> Textauszug

==========

Johannes Fangmeyer 24.04.2003 - 21:51
Hallo,
ich habe schon auf Eurer Homepage geschaut, aber nichts gefunden, was man tun kann. Kann man Protestbriefe verschicken?

Protestbrief

karawane 24.04.2003 - 22:39
 http://www.basicrights.de/caravan/dimitri.html

An die Regierung Mittelfranken
Leiter Abt.Ausländerwesen
Hr. Christoph Hammer Tel: 0981- 53323 Fax: 0981- 53206  Hammer@reg-fr.bayern.de

Betreff: Sofortige Freilassung des Deserteurs Dimitri Olenin aus der Abschiebehaft in München

An den Leiter des Sachgebiets Ausländerwesen der Regierung Mittelfranken, Christoph Hammer:

Die Abschiebung des Karawaneaktivisten und russischen Deserteurs Dimitri Olenin wurde ausgesetzt. Offensichtlich hatten Sie, Herr Hammer, es zu eilig, den wegen seines engagierten öffentlichen Auftretens gegen das Ausreiselager Fürth unbequemen Olenin loszuwerden. Deshalb haben Sie übersehen, dass er schon seit mehr als einem Jahr eine Duldung besitzt und ihm deshalb die Abschiebung mindestens 1 Monat vorher hätte angekündigt werden müssen. Dies wurde in einem Eilantrag, der von seinem Anwalt Herrn Gimpl gestellt worden war, durch das Gericht in Ansbach bestätigt.

==========

(Gesammelte Daten)
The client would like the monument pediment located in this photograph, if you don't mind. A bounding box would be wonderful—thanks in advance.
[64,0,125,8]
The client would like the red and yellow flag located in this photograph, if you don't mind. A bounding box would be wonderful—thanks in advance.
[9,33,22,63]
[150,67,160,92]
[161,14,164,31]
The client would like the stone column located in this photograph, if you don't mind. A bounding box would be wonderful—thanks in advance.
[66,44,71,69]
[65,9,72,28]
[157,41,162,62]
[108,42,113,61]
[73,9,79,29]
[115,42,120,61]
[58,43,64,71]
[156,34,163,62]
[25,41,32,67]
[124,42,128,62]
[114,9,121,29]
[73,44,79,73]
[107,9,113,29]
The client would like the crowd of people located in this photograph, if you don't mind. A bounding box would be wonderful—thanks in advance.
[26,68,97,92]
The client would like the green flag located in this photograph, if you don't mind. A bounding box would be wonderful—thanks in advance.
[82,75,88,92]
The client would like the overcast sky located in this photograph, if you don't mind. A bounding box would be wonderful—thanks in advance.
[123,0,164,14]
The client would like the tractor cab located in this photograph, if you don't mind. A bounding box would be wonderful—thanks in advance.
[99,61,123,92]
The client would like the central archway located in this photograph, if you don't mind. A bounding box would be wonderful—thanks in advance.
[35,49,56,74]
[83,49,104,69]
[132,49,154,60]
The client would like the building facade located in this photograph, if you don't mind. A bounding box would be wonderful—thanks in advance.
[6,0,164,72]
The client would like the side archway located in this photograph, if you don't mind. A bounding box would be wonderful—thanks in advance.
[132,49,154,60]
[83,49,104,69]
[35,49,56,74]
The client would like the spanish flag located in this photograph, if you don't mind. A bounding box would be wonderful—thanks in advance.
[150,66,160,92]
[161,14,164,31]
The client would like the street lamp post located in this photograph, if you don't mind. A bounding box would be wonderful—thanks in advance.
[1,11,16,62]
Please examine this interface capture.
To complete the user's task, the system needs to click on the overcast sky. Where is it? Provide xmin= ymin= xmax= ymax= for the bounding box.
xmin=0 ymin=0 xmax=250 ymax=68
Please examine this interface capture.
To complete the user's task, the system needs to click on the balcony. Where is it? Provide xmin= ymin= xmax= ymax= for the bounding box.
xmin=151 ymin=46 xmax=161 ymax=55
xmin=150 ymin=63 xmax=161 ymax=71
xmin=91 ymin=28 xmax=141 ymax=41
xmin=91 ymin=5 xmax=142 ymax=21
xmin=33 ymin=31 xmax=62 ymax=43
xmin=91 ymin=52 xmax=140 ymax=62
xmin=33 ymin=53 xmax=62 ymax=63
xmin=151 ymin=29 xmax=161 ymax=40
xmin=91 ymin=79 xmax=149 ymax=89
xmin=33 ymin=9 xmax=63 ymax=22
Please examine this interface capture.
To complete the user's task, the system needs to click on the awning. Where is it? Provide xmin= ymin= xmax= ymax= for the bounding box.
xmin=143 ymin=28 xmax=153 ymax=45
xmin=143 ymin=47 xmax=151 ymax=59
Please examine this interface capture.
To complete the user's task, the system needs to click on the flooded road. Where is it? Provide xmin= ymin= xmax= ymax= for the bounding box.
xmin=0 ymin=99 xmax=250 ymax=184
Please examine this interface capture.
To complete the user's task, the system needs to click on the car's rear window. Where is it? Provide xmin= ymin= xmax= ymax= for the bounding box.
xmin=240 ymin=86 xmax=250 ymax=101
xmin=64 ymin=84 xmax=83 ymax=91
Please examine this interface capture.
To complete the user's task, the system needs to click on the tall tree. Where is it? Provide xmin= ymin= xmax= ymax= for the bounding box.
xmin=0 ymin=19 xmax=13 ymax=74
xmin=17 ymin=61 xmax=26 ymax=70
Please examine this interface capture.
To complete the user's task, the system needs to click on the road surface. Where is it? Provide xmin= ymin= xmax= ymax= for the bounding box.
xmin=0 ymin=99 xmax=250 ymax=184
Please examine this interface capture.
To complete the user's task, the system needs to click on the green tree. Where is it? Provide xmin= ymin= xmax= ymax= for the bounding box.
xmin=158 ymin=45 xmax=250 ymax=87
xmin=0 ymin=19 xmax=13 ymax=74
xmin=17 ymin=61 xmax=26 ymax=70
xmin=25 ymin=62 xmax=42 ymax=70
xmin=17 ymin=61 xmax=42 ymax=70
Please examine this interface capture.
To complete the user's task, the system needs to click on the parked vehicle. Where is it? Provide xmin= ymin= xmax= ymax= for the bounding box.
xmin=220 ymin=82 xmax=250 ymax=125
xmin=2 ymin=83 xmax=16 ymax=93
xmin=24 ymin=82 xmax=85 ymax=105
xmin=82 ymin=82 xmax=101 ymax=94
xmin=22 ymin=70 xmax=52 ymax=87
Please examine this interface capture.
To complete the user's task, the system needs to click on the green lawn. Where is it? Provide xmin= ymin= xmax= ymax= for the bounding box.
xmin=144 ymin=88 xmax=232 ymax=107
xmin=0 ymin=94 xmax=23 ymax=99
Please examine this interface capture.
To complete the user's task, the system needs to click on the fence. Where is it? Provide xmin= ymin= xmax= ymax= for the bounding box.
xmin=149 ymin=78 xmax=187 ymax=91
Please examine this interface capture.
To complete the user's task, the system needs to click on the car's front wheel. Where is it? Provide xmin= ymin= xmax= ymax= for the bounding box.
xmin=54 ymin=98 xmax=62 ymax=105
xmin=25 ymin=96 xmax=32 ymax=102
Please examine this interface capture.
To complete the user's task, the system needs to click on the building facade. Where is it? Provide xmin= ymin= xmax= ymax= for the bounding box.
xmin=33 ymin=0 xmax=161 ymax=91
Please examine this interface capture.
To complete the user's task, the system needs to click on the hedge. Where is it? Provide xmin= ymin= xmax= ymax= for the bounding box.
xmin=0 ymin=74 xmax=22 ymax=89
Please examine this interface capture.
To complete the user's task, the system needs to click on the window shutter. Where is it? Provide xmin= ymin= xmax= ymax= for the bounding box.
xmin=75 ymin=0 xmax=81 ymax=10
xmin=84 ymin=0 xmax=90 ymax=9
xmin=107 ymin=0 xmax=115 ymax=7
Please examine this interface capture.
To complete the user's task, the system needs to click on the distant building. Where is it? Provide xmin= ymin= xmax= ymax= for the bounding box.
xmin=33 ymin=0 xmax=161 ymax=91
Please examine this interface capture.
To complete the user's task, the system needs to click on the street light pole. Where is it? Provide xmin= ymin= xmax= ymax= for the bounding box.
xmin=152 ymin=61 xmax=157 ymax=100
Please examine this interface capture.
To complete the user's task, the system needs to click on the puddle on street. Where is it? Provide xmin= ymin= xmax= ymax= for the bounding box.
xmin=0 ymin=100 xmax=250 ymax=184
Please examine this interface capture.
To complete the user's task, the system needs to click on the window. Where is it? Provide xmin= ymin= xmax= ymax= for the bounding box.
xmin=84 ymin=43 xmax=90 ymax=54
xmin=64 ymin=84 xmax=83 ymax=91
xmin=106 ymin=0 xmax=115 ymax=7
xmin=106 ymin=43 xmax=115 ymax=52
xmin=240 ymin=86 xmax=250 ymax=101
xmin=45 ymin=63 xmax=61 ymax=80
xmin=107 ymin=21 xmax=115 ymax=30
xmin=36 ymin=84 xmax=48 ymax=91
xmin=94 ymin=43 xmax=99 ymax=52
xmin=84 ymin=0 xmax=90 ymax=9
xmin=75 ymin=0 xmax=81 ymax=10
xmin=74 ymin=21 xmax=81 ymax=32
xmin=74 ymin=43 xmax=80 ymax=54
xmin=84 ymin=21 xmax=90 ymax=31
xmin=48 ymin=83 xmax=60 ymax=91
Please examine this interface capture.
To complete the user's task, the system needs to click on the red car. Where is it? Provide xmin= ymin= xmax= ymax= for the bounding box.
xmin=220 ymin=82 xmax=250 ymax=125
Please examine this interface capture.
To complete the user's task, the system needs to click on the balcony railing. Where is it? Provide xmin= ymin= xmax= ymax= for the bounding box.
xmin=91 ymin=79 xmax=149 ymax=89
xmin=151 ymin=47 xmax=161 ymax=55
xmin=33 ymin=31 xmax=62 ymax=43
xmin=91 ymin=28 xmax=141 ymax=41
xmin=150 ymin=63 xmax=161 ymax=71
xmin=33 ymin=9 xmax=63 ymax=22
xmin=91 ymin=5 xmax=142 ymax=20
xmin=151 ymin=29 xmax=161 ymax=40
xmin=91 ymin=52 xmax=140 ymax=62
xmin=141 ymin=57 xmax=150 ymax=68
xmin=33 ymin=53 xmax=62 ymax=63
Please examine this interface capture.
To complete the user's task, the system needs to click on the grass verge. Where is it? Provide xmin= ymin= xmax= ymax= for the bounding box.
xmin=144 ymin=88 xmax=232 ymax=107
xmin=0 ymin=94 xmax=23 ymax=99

==========

> Aufgabenliste
(1) Zitieren Sie aus dem Text über Dimitri Olenin wortgetreu die Passage von „Johannes Fangmeyer 24.04.2003“ bis „man Protestbriefe verschicken?“.
(2) Schreiben Sie den Text über Dimitri Olenin im Anschluss an seinen letzten Satz weiter.
Die Datensätze haben mit dem Text über Dimitri Olenin nichts zu tun.

> Ergebnisse je Aufgabe
(1)
Johannes Fangmeyer 24.04.2003 - 21:51
Hallo,
ich habe schon auf Eurer Homepage geschaut, aber nichts gefunden, was man tun kann. Kann man Protestbriefe verschicken?

(2)
Daraus folgt logischerweise nicht nur die Aussetzung der Abschiebung, sondern auch die sofortige Freilassung des unrechtmäßig verhafteten Dimitri Olenin!
Herr Olenin war am Freitag, den 11. April um 17.30 verhaftet worden, am Montag nach München überführt worden und sollte am Mittwoch nach Moskau abgeschoben werden.
Dimitri Olenin, der seit 11 Jahren in Deutschland lebt, ist in der Karawanegruppe Nürnberg aktiv und durch sein Engagement den Behörden ein Dorn im Auge. Ihm wurde von Behördenseite "Identitätsverschleierung" und "fehlende Mitwirkung bei der Identitätsfeststellung" vorgeworfen, deswegen wurde er in das Ausreiselager Fürth eingewiesen. Jetzt hat sich Ihrer Aussage nach herausgestellt, dass die Angaben, die er zu seiner Person gemacht hatte, richtig waren. Selbst Ihr Pressesprecher, Herr Domröse, gab in einem Interview mit Radio Flora München am 16.04.03 zu, dass Herr Olenin zu Unrecht in das "Ausreisezentrum" Fürth eingewiesen wurde. (Weitere Informationen dazu bei Herrn Dünnwald, Sprecher des bayerischen Flüchtlingsrates).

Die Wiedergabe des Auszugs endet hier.